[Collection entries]
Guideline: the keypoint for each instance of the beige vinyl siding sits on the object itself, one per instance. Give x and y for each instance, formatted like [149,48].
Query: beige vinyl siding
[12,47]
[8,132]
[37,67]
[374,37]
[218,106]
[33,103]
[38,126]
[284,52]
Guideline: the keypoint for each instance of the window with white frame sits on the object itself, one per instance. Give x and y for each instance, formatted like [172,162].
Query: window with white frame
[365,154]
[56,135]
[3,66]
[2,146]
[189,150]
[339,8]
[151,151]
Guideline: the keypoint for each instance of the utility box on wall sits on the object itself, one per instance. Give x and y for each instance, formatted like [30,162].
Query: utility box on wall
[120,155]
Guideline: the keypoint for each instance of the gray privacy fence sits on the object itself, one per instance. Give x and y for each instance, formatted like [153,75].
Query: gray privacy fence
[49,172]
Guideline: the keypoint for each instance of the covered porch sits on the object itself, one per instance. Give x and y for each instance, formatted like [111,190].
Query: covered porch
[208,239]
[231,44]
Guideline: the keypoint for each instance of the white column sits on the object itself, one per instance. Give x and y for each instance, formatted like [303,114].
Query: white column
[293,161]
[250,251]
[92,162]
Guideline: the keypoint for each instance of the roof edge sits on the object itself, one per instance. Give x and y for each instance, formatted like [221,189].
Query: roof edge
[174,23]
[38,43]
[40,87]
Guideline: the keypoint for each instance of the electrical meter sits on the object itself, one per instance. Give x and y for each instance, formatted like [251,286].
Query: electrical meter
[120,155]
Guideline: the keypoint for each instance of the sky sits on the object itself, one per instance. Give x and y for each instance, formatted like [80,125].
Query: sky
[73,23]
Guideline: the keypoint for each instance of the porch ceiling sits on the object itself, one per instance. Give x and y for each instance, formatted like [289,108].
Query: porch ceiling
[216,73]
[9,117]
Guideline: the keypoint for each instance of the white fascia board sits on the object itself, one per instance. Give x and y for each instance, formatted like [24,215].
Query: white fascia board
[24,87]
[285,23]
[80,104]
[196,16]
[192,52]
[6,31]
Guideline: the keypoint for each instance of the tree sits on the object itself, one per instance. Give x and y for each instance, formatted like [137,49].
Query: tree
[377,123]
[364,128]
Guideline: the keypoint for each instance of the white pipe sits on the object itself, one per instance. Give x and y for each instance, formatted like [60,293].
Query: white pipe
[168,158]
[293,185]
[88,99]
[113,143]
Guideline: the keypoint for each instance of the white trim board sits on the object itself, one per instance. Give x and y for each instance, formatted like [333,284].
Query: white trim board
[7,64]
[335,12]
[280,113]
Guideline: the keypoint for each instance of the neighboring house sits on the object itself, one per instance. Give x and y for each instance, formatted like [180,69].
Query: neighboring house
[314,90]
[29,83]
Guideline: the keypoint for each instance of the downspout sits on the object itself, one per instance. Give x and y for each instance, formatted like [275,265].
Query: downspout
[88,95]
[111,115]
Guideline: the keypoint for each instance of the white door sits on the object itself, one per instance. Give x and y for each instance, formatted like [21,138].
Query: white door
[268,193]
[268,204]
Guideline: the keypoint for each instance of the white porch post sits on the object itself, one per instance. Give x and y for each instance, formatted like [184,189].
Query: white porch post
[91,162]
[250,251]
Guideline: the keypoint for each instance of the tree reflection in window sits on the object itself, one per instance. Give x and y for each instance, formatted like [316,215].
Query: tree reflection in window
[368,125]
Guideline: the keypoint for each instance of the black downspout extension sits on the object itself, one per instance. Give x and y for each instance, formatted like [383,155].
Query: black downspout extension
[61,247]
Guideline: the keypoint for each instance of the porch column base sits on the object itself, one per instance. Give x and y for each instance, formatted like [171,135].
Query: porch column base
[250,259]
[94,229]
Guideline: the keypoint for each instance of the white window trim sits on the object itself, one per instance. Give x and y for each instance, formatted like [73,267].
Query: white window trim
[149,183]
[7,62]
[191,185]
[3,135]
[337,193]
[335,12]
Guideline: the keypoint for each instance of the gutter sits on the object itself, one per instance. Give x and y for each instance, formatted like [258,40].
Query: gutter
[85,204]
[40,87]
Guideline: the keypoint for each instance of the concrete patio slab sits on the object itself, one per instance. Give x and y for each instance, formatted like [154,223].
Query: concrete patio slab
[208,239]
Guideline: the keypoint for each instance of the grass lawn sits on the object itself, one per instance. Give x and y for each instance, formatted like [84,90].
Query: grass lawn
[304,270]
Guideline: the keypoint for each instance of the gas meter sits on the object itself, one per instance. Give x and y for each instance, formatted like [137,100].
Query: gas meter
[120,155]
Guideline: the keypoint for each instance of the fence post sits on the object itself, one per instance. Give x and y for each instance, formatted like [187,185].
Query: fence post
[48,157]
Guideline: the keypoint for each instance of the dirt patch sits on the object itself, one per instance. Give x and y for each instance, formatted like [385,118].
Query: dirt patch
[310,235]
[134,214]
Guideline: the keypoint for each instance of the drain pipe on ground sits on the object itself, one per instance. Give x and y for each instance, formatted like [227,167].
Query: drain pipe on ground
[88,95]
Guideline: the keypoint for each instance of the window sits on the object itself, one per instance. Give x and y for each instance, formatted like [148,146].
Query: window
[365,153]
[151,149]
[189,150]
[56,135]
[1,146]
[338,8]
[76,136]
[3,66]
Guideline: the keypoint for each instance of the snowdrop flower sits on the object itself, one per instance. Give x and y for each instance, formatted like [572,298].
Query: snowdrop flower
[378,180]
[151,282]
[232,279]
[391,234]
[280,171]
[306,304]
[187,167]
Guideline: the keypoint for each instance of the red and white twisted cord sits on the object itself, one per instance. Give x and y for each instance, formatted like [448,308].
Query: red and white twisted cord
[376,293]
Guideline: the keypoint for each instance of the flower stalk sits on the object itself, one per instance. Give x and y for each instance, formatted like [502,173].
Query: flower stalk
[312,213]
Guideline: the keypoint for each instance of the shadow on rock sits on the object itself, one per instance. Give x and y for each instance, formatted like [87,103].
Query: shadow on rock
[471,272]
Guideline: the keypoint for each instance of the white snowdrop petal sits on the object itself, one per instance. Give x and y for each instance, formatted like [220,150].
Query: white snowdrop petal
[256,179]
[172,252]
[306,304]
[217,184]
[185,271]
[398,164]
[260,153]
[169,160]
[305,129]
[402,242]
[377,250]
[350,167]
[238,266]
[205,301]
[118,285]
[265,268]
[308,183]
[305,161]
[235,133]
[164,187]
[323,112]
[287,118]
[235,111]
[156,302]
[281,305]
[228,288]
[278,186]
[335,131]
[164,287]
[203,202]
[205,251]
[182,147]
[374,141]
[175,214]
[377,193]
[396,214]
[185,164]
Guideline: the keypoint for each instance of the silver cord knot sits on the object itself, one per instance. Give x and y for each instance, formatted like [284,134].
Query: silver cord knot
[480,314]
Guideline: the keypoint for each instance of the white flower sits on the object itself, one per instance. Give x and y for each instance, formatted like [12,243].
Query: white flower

* * *

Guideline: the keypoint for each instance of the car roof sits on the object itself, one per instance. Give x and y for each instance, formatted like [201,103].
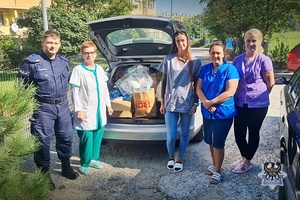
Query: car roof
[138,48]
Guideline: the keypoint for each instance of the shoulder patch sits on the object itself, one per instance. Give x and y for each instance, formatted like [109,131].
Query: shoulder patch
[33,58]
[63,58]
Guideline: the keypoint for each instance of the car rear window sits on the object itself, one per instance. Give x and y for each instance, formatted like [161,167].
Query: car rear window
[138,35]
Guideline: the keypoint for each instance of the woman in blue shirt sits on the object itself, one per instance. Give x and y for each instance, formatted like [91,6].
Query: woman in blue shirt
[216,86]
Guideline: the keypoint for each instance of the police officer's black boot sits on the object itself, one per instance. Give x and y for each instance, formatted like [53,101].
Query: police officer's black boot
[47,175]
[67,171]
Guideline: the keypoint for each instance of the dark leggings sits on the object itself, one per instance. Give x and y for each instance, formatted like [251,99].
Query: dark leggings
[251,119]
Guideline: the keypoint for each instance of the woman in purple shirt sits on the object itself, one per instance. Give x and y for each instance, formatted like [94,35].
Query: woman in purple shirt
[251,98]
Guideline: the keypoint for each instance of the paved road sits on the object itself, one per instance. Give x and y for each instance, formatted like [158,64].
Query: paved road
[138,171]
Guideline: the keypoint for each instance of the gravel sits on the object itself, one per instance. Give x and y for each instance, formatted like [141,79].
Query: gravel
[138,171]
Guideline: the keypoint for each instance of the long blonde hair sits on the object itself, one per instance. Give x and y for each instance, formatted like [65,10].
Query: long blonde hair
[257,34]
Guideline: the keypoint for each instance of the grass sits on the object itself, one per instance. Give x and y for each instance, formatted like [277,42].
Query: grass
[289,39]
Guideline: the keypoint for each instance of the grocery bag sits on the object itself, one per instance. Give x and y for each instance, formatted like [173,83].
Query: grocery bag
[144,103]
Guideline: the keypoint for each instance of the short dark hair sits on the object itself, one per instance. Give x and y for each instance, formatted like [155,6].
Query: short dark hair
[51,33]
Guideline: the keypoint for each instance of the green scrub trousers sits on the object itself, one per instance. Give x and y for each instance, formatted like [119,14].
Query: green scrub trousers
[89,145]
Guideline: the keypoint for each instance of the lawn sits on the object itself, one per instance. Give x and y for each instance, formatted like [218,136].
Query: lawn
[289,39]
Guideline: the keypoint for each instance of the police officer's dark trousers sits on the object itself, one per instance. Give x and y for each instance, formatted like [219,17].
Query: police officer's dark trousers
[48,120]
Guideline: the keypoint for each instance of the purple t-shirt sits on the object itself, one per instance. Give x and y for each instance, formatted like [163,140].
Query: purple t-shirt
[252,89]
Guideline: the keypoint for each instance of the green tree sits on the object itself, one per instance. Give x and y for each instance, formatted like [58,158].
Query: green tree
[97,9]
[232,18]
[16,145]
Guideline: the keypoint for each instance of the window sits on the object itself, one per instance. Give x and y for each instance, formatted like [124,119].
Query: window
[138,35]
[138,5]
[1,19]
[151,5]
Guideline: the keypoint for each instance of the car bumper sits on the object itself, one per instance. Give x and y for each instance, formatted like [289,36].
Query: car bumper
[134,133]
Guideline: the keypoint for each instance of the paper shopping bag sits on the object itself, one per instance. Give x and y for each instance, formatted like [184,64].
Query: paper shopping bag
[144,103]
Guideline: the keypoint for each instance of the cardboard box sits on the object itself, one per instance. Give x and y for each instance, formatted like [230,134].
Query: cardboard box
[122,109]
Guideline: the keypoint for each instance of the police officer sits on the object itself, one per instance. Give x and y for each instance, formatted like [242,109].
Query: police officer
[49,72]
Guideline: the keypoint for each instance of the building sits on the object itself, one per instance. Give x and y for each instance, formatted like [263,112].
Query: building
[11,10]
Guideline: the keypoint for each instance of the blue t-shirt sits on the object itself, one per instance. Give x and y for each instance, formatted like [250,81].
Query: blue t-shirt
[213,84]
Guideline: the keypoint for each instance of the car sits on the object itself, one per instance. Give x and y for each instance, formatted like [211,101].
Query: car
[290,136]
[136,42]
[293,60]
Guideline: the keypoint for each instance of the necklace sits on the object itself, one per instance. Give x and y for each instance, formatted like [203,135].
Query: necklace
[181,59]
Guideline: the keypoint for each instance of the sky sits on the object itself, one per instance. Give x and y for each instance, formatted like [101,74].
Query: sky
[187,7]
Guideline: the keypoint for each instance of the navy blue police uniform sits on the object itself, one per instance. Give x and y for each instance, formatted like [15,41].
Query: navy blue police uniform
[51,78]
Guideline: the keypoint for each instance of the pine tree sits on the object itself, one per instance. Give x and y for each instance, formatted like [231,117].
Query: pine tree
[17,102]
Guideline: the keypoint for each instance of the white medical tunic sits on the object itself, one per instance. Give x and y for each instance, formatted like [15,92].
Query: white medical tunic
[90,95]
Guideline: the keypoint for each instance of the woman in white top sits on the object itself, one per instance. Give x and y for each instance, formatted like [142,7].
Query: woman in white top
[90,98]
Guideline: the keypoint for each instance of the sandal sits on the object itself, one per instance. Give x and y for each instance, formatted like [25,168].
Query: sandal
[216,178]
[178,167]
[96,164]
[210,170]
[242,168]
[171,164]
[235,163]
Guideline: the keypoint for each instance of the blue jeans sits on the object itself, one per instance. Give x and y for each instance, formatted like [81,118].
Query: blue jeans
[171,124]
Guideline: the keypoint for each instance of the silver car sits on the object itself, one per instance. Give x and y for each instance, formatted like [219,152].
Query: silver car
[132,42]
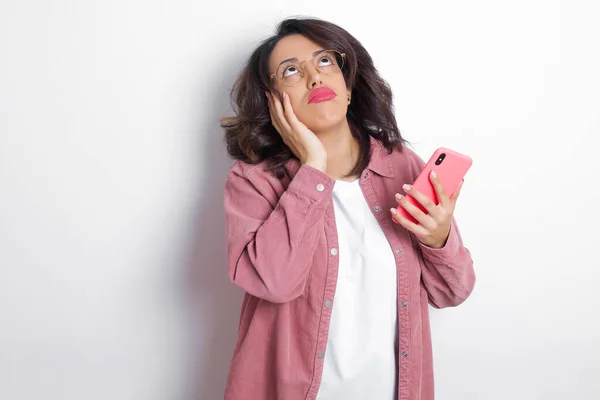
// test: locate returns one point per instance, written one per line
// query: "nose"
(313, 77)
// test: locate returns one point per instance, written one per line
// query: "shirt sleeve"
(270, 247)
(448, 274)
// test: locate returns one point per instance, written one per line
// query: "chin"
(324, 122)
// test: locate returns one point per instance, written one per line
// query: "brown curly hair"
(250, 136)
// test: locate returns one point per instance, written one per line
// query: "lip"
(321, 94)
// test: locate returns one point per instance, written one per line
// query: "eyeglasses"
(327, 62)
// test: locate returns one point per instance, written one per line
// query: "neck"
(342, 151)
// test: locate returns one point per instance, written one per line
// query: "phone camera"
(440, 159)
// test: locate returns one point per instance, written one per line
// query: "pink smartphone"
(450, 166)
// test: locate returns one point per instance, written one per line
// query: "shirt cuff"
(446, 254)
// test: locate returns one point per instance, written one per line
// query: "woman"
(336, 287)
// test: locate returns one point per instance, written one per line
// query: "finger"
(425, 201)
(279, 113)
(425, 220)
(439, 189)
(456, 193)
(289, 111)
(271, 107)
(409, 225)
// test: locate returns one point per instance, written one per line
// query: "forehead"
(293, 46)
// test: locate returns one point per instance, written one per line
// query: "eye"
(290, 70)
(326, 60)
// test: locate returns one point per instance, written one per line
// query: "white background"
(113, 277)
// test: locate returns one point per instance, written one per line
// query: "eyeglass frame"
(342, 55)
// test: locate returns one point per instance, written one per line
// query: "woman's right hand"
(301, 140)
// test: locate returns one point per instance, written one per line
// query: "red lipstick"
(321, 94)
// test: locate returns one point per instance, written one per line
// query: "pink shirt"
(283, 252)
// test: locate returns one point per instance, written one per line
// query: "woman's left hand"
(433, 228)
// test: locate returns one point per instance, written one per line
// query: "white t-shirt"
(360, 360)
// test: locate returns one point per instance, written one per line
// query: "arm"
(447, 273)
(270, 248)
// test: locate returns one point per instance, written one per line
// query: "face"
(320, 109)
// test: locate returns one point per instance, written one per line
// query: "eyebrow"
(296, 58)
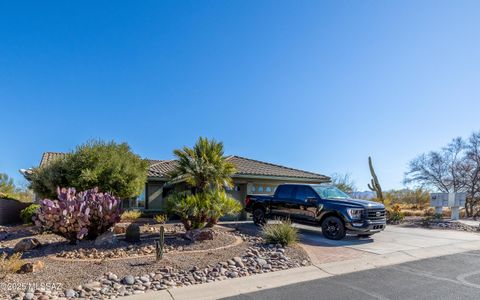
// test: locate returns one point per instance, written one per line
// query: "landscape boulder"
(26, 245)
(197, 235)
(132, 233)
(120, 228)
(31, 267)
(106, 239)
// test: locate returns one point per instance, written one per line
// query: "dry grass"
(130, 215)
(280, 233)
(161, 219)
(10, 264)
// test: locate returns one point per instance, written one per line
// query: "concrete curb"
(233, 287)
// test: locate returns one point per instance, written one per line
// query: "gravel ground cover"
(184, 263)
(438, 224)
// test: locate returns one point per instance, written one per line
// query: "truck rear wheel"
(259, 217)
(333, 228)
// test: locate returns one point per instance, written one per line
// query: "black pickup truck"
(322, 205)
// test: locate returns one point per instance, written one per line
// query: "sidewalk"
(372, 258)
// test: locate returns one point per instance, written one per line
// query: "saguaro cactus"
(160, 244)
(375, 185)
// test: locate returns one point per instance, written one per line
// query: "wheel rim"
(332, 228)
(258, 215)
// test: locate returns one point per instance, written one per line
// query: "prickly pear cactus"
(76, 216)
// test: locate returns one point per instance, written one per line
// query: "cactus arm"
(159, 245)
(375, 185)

## [WORK TO DO]
Gather every line of the rows that contains the string "patch" and copy each one out. Match case exactly.

## [TASK RESPONSE]
Guideline: the keypoint for each instance of the dirt patch sits on the object itself, one per instance. Give x and y for each instance, formatted like [385,118].
Query: dirt patch
Guideline: the keypoint for each instance of the shoulder patch sits on the object itself, one per instance. Give x and y for each instance, formatted like [109,131].
Query: shoulder patch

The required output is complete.